EXTRACTED DATA:
== Segment start ==
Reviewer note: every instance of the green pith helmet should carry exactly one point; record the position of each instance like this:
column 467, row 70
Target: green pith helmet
== Segment end ==
== Segment start ==
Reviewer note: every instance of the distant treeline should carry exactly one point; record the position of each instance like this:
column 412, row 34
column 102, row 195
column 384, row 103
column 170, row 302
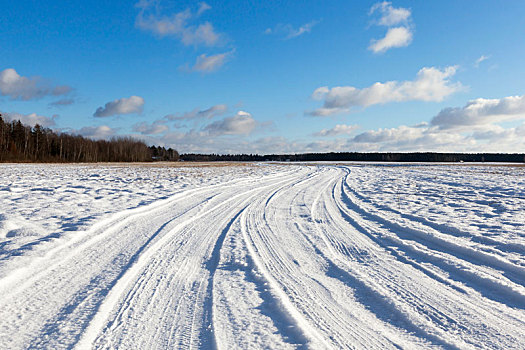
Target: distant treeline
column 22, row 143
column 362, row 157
== Segment end ==
EXERCISE: Everything from the line with "Reviewer note: every instance of the green" through the line with "Target: green pith helmet" in the listing above must be retyped exactly, with nothing added.

RESPONSE:
Reviewer note: every instance of the green pith helmet should carry exactly one point; record the position of each instance like this:
column 467, row 70
Target: green pith helmet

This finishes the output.